What to produce ▸
Could you extract every entry below and reproduce it exactly?

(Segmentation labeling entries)
--

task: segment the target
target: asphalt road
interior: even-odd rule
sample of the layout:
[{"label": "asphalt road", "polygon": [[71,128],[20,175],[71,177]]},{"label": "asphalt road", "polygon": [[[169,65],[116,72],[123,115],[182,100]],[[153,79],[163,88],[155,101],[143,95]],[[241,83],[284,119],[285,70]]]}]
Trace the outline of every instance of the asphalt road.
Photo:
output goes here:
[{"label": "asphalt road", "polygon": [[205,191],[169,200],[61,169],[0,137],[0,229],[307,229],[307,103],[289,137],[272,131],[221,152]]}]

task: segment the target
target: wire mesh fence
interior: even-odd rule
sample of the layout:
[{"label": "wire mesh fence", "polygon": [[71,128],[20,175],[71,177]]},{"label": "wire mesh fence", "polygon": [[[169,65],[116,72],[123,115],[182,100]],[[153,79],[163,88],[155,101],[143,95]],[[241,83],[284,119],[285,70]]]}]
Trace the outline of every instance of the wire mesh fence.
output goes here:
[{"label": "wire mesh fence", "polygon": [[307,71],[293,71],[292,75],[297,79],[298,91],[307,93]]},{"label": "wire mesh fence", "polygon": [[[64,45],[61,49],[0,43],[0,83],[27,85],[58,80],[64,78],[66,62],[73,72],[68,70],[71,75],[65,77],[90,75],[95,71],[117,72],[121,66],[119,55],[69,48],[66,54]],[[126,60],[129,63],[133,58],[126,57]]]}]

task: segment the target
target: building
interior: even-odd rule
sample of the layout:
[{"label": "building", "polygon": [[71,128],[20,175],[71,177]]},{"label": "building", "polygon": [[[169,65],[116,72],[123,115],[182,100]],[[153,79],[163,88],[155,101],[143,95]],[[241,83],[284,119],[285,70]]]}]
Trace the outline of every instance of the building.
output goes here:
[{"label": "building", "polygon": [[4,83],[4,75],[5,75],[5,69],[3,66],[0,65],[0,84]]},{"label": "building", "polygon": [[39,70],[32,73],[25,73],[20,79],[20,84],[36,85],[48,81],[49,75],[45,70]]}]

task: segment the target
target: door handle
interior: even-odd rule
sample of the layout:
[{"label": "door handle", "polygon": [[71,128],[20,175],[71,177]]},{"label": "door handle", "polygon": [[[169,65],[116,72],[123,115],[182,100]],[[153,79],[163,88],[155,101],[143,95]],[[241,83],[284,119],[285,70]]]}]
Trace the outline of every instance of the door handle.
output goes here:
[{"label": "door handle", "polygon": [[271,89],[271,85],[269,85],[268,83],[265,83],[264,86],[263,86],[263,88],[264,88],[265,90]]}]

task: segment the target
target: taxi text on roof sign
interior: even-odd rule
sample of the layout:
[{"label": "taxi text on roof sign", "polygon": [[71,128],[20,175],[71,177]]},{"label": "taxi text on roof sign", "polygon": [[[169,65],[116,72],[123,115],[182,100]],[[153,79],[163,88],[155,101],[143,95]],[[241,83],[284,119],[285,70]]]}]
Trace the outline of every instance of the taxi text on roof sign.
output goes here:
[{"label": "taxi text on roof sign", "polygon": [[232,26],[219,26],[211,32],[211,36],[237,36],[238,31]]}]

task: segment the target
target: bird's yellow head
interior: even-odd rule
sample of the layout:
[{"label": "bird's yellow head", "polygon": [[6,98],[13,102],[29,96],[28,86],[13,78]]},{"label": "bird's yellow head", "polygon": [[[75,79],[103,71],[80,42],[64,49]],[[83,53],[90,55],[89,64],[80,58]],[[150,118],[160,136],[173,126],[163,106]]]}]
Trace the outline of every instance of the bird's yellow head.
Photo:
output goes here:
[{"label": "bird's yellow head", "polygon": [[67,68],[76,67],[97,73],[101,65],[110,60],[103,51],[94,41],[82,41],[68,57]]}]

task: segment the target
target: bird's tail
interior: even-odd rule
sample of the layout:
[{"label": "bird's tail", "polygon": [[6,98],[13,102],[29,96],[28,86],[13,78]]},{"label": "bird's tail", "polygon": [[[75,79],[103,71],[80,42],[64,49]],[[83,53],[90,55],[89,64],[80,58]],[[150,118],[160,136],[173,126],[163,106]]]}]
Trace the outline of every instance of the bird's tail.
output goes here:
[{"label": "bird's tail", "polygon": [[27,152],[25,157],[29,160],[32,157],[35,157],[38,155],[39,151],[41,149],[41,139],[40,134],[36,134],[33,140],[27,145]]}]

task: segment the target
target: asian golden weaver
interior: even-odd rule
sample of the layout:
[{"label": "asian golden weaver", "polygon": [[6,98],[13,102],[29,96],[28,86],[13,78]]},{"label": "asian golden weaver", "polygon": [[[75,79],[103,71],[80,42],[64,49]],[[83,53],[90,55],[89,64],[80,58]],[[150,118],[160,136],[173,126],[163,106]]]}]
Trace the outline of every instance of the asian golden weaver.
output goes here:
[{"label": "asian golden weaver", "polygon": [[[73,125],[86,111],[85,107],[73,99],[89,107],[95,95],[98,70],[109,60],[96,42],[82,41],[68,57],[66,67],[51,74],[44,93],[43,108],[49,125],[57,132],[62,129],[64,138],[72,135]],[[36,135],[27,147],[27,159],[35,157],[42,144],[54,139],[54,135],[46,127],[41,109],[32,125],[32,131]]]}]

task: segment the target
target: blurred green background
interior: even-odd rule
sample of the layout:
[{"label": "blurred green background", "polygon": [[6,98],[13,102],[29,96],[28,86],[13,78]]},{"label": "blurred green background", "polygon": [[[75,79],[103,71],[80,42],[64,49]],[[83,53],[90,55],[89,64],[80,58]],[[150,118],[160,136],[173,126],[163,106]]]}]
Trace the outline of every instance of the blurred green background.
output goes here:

--

Right answer ▸
task: segment the target
target: asphalt road
interior: even-odd rule
sample of the layout:
[{"label": "asphalt road", "polygon": [[71,128],[20,175],[71,177]]},{"label": "asphalt road", "polygon": [[[169,65],[116,72],[123,115],[182,100]],[[153,79],[163,88],[155,101],[143,95]],[[241,83],[284,119],[285,70]]]}]
Trace the outline of every instance of the asphalt road.
Photo:
output goes here:
[{"label": "asphalt road", "polygon": [[205,191],[169,200],[61,169],[0,137],[0,229],[307,229],[307,103],[289,137],[272,131],[221,152]]}]

task: segment the target
target: wire mesh fence
interior: even-odd rule
sample of the layout:
[{"label": "wire mesh fence", "polygon": [[71,128],[20,175],[71,177]]},{"label": "wire mesh fence", "polygon": [[[169,65],[116,72],[123,115],[182,100]],[[153,79],[163,88],[155,101],[143,95]],[[241,83],[284,119],[285,70]]]}]
Trace the outline of every instance of the wire mesh fence.
output goes here:
[{"label": "wire mesh fence", "polygon": [[307,71],[293,71],[292,75],[297,79],[298,91],[307,93]]},{"label": "wire mesh fence", "polygon": [[[64,45],[61,49],[0,43],[0,83],[27,85],[58,80],[64,78],[66,62],[73,72],[68,70],[71,75],[65,77],[90,75],[95,71],[117,72],[121,66],[119,55],[69,48],[66,54]],[[126,60],[129,63],[133,58],[126,57]]]}]

task: segment the target
target: building
interior: even-odd rule
sample of the layout:
[{"label": "building", "polygon": [[71,128],[20,175],[71,177]]},{"label": "building", "polygon": [[[169,65],[116,72],[123,115],[182,100]],[[153,79],[163,88],[155,101],[143,95]],[[241,83],[284,119],[285,70]]]}]
Trace the outline of every instance of the building.
output goes here:
[{"label": "building", "polygon": [[4,83],[4,75],[5,75],[5,69],[3,66],[0,65],[0,84]]},{"label": "building", "polygon": [[39,70],[32,73],[25,73],[20,79],[20,84],[36,85],[48,81],[49,75],[45,70]]}]

task: segment the target
target: door handle
interior: even-odd rule
sample of the layout:
[{"label": "door handle", "polygon": [[71,128],[20,175],[71,177]]},{"label": "door handle", "polygon": [[[169,65],[116,72],[123,115],[182,100]],[[153,79],[163,88],[155,101],[143,95]],[[241,83],[284,119],[285,70]]]}]
Trace the outline of every instance of the door handle.
output goes here:
[{"label": "door handle", "polygon": [[271,89],[271,85],[269,85],[268,83],[265,83],[264,86],[263,86],[263,88],[264,88],[265,90]]}]

task: segment the target
target: taxi text on roof sign
interior: even-odd rule
sample of the layout:
[{"label": "taxi text on roof sign", "polygon": [[71,128],[20,175],[71,177]]},{"label": "taxi text on roof sign", "polygon": [[[169,65],[116,72],[123,115],[182,100]],[[153,79],[163,88],[155,101],[143,95]],[[241,83],[284,119],[285,70]]]}]
Trace the outline of every instance of the taxi text on roof sign.
output goes here:
[{"label": "taxi text on roof sign", "polygon": [[232,26],[219,26],[211,32],[211,36],[237,36],[238,31]]}]

task: segment the target
target: bird's yellow head
interior: even-odd rule
sample of the layout:
[{"label": "bird's yellow head", "polygon": [[6,98],[13,102],[29,96],[28,86],[13,78]]},{"label": "bird's yellow head", "polygon": [[[75,79],[103,71],[80,42],[64,49]],[[83,53],[90,55],[89,64],[80,58]],[[150,118],[160,136],[173,126],[163,106]]]}]
Trace the outline of every instance of the bird's yellow head.
Photo:
output goes here:
[{"label": "bird's yellow head", "polygon": [[67,68],[76,67],[97,73],[101,65],[110,60],[103,51],[94,41],[82,41],[68,57]]}]

task: segment the target
target: bird's tail
interior: even-odd rule
sample of the layout:
[{"label": "bird's tail", "polygon": [[6,98],[13,102],[29,96],[28,86],[13,78]]},{"label": "bird's tail", "polygon": [[[75,79],[103,71],[80,42],[64,49]],[[83,53],[90,55],[89,64],[80,58]],[[150,118],[160,136],[173,126],[163,106]]]}]
Trace the outline of every instance of the bird's tail.
output goes here:
[{"label": "bird's tail", "polygon": [[27,152],[25,157],[29,160],[32,157],[35,157],[38,155],[39,151],[41,149],[41,139],[40,134],[36,134],[33,140],[27,145]]}]

task: segment the target
target: asian golden weaver
interior: even-odd rule
sample of the layout:
[{"label": "asian golden weaver", "polygon": [[6,98],[13,102],[29,96],[28,86],[13,78]]},{"label": "asian golden weaver", "polygon": [[[75,79],[103,71],[80,42],[64,49]],[[83,53],[90,55],[89,64],[80,58]],[[150,118],[160,136],[173,126],[163,106]]]}]
Trace the outline of every instance of the asian golden weaver.
output goes here:
[{"label": "asian golden weaver", "polygon": [[[73,125],[86,111],[85,107],[73,99],[89,107],[95,95],[98,70],[109,60],[96,42],[82,41],[68,57],[66,67],[51,74],[44,93],[43,108],[49,125],[57,132],[62,129],[64,138],[72,135]],[[36,135],[27,147],[27,159],[35,157],[42,144],[54,139],[54,135],[46,127],[41,109],[32,125],[32,131]]]}]

task: segment the target
target: blurred green background
interior: even-odd rule
sample of the layout:
[{"label": "blurred green background", "polygon": [[6,98],[13,102],[29,96],[28,86],[13,78]]},{"label": "blurred green background", "polygon": [[[75,79],[103,71],[80,42],[64,49]],[[83,53],[90,55],[89,64],[80,58]],[[150,118],[160,136],[173,126],[163,106]]]}]
Trace the outline of every instance of the blurred green background.
output goes here:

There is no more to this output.